Task statement
Can you recast every one of the lines below as a numbered list, leaving out any blank lines?

### Exercise input

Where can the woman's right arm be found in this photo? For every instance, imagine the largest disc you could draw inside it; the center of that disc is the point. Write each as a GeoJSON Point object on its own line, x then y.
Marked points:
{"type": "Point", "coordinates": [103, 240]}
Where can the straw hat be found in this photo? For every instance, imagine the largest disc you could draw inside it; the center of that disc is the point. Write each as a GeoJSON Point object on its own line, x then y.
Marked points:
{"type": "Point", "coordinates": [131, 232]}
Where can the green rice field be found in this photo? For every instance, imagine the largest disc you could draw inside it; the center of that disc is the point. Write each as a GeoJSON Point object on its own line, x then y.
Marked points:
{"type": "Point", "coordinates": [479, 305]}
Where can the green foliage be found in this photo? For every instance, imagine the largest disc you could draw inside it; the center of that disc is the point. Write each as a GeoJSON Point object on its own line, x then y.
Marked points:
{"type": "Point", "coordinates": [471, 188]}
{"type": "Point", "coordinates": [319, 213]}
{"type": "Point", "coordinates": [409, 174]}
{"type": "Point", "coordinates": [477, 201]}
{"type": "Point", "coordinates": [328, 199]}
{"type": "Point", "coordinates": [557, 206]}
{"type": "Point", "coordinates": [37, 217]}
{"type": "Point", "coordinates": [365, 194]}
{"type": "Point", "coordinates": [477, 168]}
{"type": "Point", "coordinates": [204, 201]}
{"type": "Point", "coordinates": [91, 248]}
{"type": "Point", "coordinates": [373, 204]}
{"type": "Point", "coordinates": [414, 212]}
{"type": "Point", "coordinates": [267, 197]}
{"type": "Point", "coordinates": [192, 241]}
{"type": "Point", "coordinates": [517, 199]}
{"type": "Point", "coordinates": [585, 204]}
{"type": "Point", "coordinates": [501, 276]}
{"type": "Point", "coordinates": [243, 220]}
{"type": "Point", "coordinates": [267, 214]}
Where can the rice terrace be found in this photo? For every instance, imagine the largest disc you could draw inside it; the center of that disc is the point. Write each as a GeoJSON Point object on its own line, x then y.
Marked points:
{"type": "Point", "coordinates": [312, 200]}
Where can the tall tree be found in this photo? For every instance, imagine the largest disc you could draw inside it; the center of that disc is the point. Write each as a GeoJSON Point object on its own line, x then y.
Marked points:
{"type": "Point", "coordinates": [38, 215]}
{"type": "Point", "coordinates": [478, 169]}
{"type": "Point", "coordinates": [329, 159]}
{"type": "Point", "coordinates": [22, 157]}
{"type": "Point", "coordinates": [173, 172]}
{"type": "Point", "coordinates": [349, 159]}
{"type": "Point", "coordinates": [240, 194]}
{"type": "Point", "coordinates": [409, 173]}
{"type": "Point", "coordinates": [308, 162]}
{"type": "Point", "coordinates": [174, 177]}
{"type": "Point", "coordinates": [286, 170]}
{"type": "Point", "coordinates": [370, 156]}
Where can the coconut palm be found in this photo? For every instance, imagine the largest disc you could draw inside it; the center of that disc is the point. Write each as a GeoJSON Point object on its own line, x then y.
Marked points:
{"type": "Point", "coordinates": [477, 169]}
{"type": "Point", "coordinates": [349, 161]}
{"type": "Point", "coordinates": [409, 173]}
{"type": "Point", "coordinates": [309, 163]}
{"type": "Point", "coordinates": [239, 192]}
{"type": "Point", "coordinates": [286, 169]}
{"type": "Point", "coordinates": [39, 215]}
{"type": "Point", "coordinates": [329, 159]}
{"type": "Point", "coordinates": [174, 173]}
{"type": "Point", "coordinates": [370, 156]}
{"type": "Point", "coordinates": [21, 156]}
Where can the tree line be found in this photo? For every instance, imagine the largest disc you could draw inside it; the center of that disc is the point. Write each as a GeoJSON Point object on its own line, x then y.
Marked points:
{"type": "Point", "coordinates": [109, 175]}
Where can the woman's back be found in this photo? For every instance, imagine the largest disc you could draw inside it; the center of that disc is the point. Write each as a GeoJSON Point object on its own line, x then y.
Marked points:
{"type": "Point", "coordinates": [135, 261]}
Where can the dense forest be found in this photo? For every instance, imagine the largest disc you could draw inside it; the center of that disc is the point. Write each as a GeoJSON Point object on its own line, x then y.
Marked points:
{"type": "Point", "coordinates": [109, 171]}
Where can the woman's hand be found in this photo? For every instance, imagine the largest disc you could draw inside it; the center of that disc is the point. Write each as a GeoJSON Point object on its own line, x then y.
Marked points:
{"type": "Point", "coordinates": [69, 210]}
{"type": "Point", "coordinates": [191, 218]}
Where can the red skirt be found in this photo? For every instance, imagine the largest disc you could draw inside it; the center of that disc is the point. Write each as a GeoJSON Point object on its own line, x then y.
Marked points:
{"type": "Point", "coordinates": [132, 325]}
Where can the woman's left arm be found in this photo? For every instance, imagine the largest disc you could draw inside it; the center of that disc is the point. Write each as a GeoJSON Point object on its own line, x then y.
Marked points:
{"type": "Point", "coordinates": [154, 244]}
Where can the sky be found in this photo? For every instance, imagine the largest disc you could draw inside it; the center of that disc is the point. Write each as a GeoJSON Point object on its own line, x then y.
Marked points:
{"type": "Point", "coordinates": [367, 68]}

######

Solution to the exercise
1. Where can the woman's right arm be found in this photo? For every instance, imagine the largest disc you could draw inside it; the center of that disc is the point. Write each as a GeoJSON Point object on its own line, x then y.
2. Marked points:
3. {"type": "Point", "coordinates": [103, 240]}
4. Where can the straw hat be found in this photo? For every instance, imagine the largest disc you could draw inside it; the center of that disc is the point. Write each as a GeoJSON Point object on its own line, x then y.
5. Marked points:
6. {"type": "Point", "coordinates": [131, 232]}
7. Where can the green rice field be found in this photo? For every instance, imagine the largest disc you could draw inside it; the center of that disc is the point. Write each as a GeoJSON Point object on its own line, x then y.
8. Marked points:
9. {"type": "Point", "coordinates": [479, 305]}
10. Where can the green foliage be found in this photo? For every instance, imagine the largest disc you could draw inside it; the center of that disc is the point. Write each as a GeoJSON Point object on its own line, x then y.
11. Marked points:
12. {"type": "Point", "coordinates": [471, 188]}
13. {"type": "Point", "coordinates": [319, 213]}
14. {"type": "Point", "coordinates": [409, 174]}
15. {"type": "Point", "coordinates": [477, 201]}
16. {"type": "Point", "coordinates": [328, 199]}
17. {"type": "Point", "coordinates": [557, 206]}
18. {"type": "Point", "coordinates": [37, 217]}
19. {"type": "Point", "coordinates": [365, 194]}
20. {"type": "Point", "coordinates": [477, 168]}
21. {"type": "Point", "coordinates": [204, 201]}
22. {"type": "Point", "coordinates": [91, 248]}
23. {"type": "Point", "coordinates": [373, 204]}
24. {"type": "Point", "coordinates": [414, 212]}
25. {"type": "Point", "coordinates": [267, 197]}
26. {"type": "Point", "coordinates": [192, 241]}
27. {"type": "Point", "coordinates": [517, 199]}
28. {"type": "Point", "coordinates": [585, 204]}
29. {"type": "Point", "coordinates": [501, 276]}
30. {"type": "Point", "coordinates": [243, 220]}
31. {"type": "Point", "coordinates": [267, 214]}
32. Where can the rice terrace be found in this photo? For every instance, imagine the largest disc you could draw inside it; the center of that disc is the point. Write each as a GeoJSON Point object on its own line, x then y.
33. Marked points:
34. {"type": "Point", "coordinates": [312, 200]}
35. Where can the tall tree be found in this photo? For every instance, imagine the largest disc you could draw inside it; the center of that disc is the point. Write each as a GeoJSON Point object on its own line, x then y.
36. Marked points:
37. {"type": "Point", "coordinates": [38, 215]}
38. {"type": "Point", "coordinates": [478, 169]}
39. {"type": "Point", "coordinates": [329, 159]}
40. {"type": "Point", "coordinates": [22, 157]}
41. {"type": "Point", "coordinates": [173, 172]}
42. {"type": "Point", "coordinates": [349, 159]}
43. {"type": "Point", "coordinates": [240, 194]}
44. {"type": "Point", "coordinates": [409, 173]}
45. {"type": "Point", "coordinates": [308, 162]}
46. {"type": "Point", "coordinates": [174, 177]}
47. {"type": "Point", "coordinates": [286, 170]}
48. {"type": "Point", "coordinates": [370, 156]}
49. Where can the coconut palm be found in this photo? For every instance, imagine the largest disc you could draw inside it; the center of that disc is the point. Write each as a GeoJSON Point object on its own line, x then y.
50. Marked points:
51. {"type": "Point", "coordinates": [477, 169]}
52. {"type": "Point", "coordinates": [349, 161]}
53. {"type": "Point", "coordinates": [409, 173]}
54. {"type": "Point", "coordinates": [309, 163]}
55. {"type": "Point", "coordinates": [239, 192]}
56. {"type": "Point", "coordinates": [286, 169]}
57. {"type": "Point", "coordinates": [39, 215]}
58. {"type": "Point", "coordinates": [329, 159]}
59. {"type": "Point", "coordinates": [174, 173]}
60. {"type": "Point", "coordinates": [370, 156]}
61. {"type": "Point", "coordinates": [21, 156]}
62. Where can the tree line be found in this photo? For every instance, imagine the largest disc you could draw inside it; the center of that disc is the point. Write each as a GeoJSON Point object on its own line, x then y.
63. Marked points:
64. {"type": "Point", "coordinates": [109, 175]}
65. Where can the woman's back be found in this photo? For every instance, imagine the largest disc you could draw inside it; the center of that disc is the point. Write each as a GeoJSON Point object on its own line, x then y.
66. Marked points:
67. {"type": "Point", "coordinates": [135, 261]}
68. Where can the dense forest be found in this photo? For every instance, imagine the largest disc you could draw inside it; the center of that disc is the point. Write each as a GeoJSON Point object on its own line, x then y.
69. Marked points:
70. {"type": "Point", "coordinates": [109, 171]}
71. Where can the woman's hand be found in this photo? For every instance, imagine the largest disc you could draw inside it; the center of that disc is the point. Write each as a GeoJSON Point object on its own line, x then y.
72. Marked points:
73. {"type": "Point", "coordinates": [69, 210]}
74. {"type": "Point", "coordinates": [191, 218]}
75. Where can the red skirt be found in this photo? For every instance, imagine the largest disc you could draw inside it; the center of that disc is the point. Write each as a GeoJSON Point object on its own line, x then y.
76. Marked points:
77. {"type": "Point", "coordinates": [132, 325]}
78. Where can the woman's left arm be found in this photo? For every instance, imagine the largest disc you could draw inside it; the center of that disc is the point. Write each as a GeoJSON Point object on its own line, x then y.
79. Marked points:
80. {"type": "Point", "coordinates": [154, 244]}
81. Where can the sky be found in this photo? For every instance, imagine the largest disc you could draw inside it; the center of that disc is the point. Write each as a GeoJSON Point object on its own line, x then y.
82. Marked points:
83. {"type": "Point", "coordinates": [367, 68]}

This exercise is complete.